14.2.2 Advies archeoloog
Alvorens het bevoegd gezag beslist over een vergunning als bedoeld in lid 14.2.1 winnen zij advies in bij de archeologisch deskundige omtrent de vraag of de door het verlenen van de omgevingsvergunning geen onevenredige afbreuk wordt of kan worden gedaan aan de archeologische waarden, en zo ja welke voorwaarden dienen te worden gesteld. In sommige gevallen volstaat een archeologische quickscan als duidelijk is dat de geplande ingrepen geen onevenredige afbreuk doen aan de aanwezige archeologische waarden.
14.2.3 Voorwaarden
Indien uit het in lid 14.2.1 genoemde rapport of de in lid 14.2.2 genoemde quickscan blijkt dat de archeologische waarden van de gronden door het verlenen van de omgevingsvergunning voor het bouwen zullen worden verstoord, kan het bevoegd gezag één of meer van de volgende voorwaarden verbinden aan de omgevingsvergunning:
-
de verplichting tot het treffen van technische maatregelen, waardoor de archeologische waarden in de bodem kunnen worden behouden;
-
de verplichting tot het doen van opgravingen;
-
de verplichting de werken of werkzaamheden die leiden tot de bodemverstoring, te laten begeleiden door een deskundige op het terrein van archeologische monumentenzorg die voldoet aan door het bevoegd gezag bij de vergunning te stellen kwalificaties.
14.3 Omgevingsvergunning voor het uitvoeren van werken, geen bouwwerk zijnde, of van werkzaamheden
14.3.1 Vergunningplicht
Het is verboden zonder of in afwijking van een omgevingsvergunning van het bevoegd gezag, de volgende werken, geen bouwwerken zijnde, en werkzaamheden uit te voeren, ongeacht het bepaalde in de regels bij de andere op deze regels van toepassing zijnde bestemmingen:
-
het ontgronden, afgraven (waaronder het verwijderen van funderingen en graven van watergangen en waterpartijen), egaliseren en ophogen van gronden en/of het anderszins ingrijpend wijzigen van de bodemstructuur;
-
het uitvoeren van overige grondbewerkingen;
-
het verwijderen en/of aanbrengen van bomen en diepwortelende beplanting;
-
het aanleggen van ondergrondse energie-, transport- en of communicatieleidingen.
14.3.2 Uitzonderingen
Het bepaalde in lid 14.3.1 is niet van toepassing op werken, geen bouwwerken zijnde, en werkzaamheden die:
-
het normale onderhoud betreffen;
-
het onderhoud aan de watergangen betreffen;
-
reeds in uitvoering zijn op het tijdstip van inwerkingtreding van dit plan;
-
in het kader van archeologisch onderzoek en het doen van opgravingen worden uitgevoerd, mits verricht door een daartoe bevoegde instantie;
-
niet dieper gaan dan 0,40 m beneden het maaiveld en een kleinere oppervlakte dan 1.000 m2 beslaan.

* **GEGEVENSUITTREKSEL**:
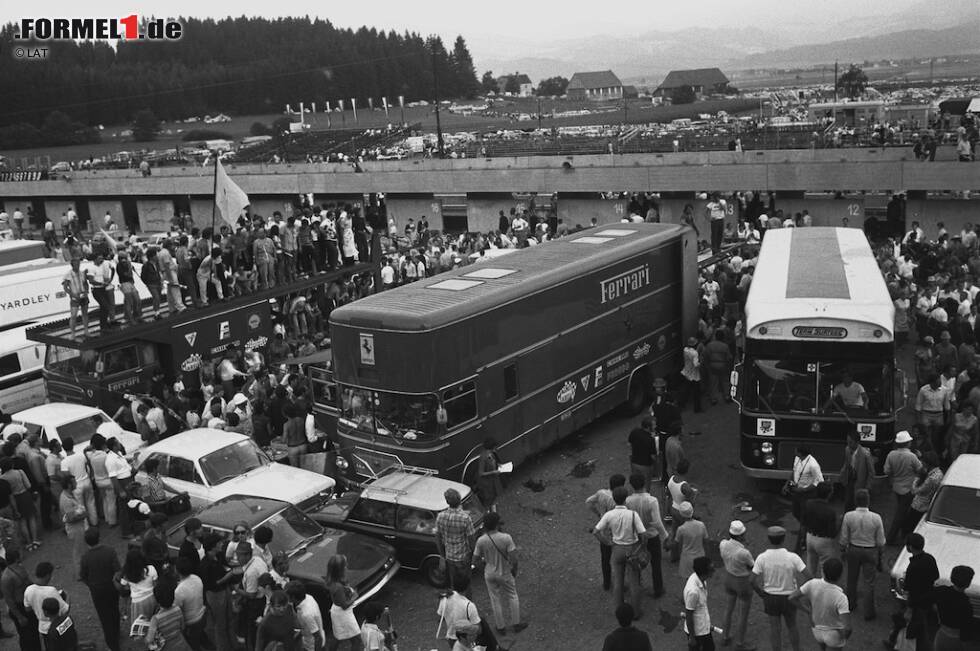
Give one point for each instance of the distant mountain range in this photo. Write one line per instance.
(923, 30)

* **UIT TE VOEREN OPDRACHT**:
Schrijf het stuk van de tekst over vergunningen en archeologie over van "14.3 Omgevingsvergunning voor" tot en met "en of communicatieleidingen.", en vervang daarin "bomen" door "struiken". Ga hierbij alleen uit van de tekst.

* **OPLOSSING**:
14.3 Omgevingsvergunning voor het uitvoeren van werken, geen bouwwerk zijnde, of van werkzaamheden
14.3.1 Vergunningplicht
Het is verboden zonder of in afwijking van een omgevingsvergunning van het bevoegd gezag, de volgende werken, geen bouwwerken zijnde, en werkzaamheden uit te voeren, ongeacht het bepaalde in de regels bij de andere op deze regels van toepassing zijnde bestemmingen:
-
het ontgronden, afgraven (waaronder het verwijderen van funderingen en graven van watergangen en waterpartijen), egaliseren en ophogen van gronden en/of het anderszins ingrijpend wijzigen van de bodemstructuur;
-
het uitvoeren van overige grondbewerkingen;
-
het verwijderen en/of aanbrengen van struiken en diepwortelende beplanting;
-
het aanleggen van ondergrondse energie-, transport- en of communicatieleidingen.